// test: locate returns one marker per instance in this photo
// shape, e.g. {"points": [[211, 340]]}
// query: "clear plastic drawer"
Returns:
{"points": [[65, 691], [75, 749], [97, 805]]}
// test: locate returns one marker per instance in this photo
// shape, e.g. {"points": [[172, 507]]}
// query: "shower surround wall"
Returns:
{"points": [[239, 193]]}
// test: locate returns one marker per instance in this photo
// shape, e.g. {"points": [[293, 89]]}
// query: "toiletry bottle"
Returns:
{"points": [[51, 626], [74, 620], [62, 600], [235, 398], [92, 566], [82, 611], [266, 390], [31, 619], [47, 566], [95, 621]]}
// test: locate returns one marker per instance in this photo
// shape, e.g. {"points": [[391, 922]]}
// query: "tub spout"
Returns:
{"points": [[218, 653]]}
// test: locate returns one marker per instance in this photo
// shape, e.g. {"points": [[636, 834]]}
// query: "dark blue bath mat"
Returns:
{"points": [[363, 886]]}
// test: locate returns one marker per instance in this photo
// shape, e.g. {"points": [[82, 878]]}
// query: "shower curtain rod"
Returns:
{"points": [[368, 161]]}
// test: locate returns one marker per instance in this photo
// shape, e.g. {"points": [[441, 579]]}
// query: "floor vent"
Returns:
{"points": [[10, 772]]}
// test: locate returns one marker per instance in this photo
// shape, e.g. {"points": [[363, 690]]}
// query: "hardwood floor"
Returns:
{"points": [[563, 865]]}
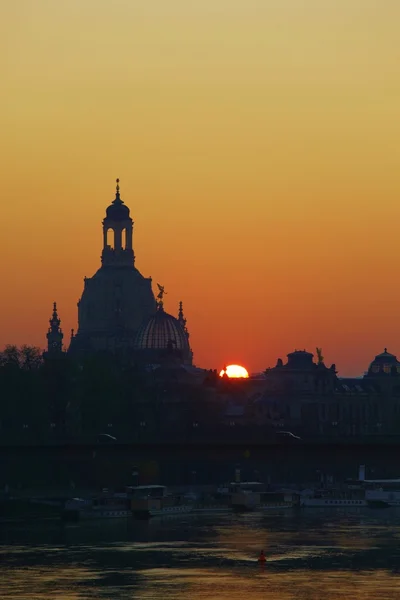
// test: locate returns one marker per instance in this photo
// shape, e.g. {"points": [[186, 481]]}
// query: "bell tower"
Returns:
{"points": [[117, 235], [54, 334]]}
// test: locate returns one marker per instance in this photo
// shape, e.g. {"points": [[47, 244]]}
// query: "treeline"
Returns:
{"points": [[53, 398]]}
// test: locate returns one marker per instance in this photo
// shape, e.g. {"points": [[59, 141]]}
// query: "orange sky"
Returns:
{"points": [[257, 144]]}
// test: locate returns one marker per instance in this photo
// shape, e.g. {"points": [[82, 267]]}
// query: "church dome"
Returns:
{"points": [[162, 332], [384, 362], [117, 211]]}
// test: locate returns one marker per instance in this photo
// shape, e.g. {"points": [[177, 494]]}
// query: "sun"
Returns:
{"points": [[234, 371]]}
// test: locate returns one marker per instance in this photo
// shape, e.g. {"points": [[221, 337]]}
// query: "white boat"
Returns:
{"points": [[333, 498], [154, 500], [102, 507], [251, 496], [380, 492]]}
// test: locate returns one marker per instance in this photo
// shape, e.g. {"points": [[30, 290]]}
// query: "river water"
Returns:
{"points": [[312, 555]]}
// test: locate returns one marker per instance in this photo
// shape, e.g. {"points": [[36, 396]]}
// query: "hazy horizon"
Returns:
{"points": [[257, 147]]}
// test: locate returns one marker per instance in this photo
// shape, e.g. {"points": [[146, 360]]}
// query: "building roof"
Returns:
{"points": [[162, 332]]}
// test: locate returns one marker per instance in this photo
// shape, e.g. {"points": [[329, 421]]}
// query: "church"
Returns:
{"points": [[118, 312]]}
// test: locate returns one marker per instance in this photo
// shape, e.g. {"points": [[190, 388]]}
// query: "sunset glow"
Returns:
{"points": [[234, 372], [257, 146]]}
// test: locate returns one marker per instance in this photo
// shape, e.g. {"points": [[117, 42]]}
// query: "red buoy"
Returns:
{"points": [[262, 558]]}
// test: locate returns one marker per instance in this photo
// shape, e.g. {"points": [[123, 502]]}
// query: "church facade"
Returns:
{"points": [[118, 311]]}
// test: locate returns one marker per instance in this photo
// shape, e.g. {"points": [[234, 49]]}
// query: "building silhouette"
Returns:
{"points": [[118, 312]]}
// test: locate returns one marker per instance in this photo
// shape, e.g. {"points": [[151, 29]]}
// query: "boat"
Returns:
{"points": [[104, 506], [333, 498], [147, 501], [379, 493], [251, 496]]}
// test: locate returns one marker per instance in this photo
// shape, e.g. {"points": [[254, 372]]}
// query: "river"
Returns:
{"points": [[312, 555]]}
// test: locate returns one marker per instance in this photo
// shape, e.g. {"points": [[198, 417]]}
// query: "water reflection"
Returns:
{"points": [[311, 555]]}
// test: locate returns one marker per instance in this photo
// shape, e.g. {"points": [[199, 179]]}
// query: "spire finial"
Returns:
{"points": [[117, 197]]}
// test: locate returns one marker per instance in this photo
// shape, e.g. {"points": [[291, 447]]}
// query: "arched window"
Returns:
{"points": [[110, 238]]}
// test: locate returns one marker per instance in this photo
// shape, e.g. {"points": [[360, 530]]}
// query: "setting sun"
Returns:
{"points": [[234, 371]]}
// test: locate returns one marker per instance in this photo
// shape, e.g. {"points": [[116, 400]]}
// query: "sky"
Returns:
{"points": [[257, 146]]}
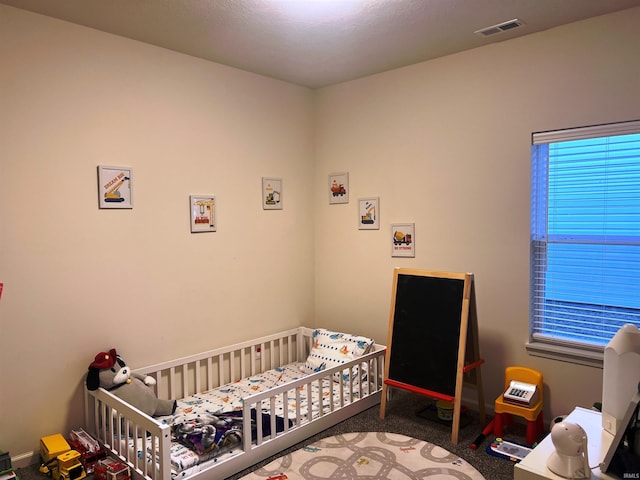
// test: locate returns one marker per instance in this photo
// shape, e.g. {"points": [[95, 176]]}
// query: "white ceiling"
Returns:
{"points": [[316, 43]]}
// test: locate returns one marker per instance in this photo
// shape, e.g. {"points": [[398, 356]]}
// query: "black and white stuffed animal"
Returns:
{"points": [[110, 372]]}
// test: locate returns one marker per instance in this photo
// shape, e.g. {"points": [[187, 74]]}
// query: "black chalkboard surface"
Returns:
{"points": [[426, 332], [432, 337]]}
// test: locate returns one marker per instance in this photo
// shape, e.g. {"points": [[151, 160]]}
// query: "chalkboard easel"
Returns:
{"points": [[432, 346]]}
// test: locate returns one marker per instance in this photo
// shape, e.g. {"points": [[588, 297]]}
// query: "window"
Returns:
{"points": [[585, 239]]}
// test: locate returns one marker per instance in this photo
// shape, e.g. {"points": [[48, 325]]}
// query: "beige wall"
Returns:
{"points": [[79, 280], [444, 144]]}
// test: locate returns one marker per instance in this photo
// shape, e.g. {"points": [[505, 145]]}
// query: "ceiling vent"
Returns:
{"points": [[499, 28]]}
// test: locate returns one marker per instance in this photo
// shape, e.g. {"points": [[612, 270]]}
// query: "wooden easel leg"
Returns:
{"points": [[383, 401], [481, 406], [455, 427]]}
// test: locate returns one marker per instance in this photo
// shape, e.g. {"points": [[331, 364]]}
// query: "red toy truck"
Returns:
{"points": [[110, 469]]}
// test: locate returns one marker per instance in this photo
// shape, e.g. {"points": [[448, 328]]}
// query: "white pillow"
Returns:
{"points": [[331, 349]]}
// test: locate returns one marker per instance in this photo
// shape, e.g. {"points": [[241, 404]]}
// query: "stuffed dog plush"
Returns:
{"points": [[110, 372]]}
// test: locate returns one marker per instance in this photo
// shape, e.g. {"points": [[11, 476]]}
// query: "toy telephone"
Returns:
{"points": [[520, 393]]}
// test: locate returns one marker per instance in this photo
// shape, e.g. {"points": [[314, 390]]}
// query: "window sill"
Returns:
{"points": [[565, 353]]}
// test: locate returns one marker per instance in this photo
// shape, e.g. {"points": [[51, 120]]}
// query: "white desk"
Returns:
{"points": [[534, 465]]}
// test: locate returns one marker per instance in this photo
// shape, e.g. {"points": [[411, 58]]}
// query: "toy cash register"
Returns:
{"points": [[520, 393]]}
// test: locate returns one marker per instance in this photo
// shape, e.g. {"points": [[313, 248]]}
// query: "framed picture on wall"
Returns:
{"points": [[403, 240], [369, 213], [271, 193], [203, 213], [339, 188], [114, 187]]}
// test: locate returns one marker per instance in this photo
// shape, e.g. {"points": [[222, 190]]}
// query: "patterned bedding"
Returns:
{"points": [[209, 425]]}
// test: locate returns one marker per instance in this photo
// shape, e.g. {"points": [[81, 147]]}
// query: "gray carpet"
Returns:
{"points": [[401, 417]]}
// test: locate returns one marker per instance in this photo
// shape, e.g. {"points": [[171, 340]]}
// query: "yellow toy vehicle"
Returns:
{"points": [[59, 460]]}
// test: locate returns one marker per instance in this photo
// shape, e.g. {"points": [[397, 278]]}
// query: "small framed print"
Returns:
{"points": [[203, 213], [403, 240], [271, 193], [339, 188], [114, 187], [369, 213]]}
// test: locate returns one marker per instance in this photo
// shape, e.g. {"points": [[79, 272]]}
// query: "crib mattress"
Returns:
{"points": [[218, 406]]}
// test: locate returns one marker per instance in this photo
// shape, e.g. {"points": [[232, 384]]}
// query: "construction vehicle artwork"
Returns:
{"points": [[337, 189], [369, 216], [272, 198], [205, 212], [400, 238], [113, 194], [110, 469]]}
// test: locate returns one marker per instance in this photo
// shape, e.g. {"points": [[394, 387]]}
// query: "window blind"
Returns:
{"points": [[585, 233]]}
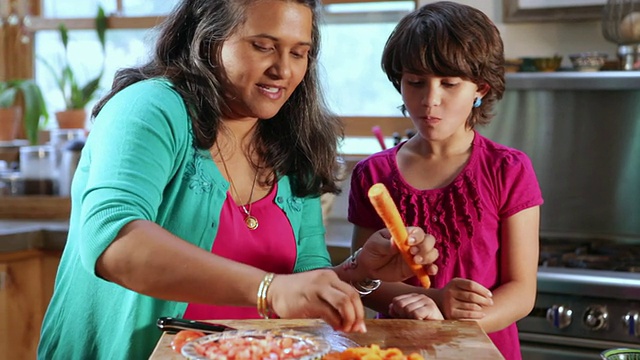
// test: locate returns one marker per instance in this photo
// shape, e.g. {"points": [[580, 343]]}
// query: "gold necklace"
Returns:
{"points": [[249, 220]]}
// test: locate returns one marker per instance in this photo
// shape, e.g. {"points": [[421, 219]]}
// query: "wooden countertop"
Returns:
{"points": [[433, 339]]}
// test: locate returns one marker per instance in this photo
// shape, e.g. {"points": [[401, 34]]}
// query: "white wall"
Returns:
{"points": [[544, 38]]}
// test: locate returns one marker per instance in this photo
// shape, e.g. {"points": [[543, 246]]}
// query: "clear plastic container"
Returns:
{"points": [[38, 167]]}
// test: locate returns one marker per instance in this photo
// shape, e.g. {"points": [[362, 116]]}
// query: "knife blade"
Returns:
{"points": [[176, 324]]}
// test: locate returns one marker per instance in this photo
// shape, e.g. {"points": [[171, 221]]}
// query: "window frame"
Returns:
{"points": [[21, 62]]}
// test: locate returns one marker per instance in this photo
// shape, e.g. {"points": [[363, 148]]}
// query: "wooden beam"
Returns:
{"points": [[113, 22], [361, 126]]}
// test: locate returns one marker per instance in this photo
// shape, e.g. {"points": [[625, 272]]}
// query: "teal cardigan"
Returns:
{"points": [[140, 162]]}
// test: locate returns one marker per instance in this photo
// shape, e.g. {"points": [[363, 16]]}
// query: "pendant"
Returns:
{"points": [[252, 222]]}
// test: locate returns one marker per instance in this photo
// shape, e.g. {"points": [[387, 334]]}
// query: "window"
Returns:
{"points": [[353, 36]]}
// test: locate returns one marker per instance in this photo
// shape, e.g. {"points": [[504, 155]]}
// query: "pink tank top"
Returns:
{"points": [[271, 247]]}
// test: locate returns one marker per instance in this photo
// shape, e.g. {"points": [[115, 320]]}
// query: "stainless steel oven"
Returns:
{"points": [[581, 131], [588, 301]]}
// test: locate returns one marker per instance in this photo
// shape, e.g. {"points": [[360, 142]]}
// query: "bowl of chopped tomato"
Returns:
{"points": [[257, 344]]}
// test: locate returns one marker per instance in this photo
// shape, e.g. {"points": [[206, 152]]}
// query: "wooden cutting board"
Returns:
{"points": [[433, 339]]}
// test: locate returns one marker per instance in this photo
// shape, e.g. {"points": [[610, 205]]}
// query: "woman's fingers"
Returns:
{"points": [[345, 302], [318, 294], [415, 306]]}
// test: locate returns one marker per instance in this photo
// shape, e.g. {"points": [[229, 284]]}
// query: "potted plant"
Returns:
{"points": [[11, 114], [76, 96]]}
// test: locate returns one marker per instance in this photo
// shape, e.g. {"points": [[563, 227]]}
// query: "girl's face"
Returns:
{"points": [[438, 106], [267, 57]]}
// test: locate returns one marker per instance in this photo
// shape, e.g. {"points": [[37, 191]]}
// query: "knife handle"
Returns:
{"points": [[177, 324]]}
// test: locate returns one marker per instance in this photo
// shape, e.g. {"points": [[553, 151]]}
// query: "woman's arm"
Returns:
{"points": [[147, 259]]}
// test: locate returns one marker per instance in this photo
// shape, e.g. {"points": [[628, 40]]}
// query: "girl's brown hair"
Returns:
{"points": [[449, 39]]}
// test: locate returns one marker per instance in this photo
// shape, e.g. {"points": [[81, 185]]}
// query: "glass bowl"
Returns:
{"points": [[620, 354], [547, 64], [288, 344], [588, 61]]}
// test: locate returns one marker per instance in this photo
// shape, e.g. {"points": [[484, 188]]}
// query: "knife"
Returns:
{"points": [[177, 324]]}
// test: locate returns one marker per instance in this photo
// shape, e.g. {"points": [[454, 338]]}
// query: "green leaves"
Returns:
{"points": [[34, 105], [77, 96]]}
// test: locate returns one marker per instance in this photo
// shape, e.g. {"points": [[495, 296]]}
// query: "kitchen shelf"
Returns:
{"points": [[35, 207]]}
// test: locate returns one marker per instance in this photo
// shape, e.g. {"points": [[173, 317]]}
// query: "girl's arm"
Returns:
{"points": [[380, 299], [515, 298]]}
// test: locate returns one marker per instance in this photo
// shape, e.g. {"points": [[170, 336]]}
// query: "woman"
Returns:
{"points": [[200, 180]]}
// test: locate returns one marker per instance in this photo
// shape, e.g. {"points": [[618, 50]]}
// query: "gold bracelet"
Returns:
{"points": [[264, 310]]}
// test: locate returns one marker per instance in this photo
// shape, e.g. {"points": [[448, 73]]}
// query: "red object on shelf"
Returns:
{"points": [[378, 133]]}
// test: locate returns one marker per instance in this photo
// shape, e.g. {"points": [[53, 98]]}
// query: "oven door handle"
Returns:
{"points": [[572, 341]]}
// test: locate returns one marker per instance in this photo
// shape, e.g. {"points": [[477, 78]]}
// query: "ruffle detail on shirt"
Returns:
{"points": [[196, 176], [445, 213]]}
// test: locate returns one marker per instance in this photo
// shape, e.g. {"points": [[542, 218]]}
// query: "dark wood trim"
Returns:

JOB:
Display every line of the listing above that contains the word "church", reproducing each one in full.

CORRECT RESPONSE:
// query: "church dome"
// query: "church"
// query: "church facade"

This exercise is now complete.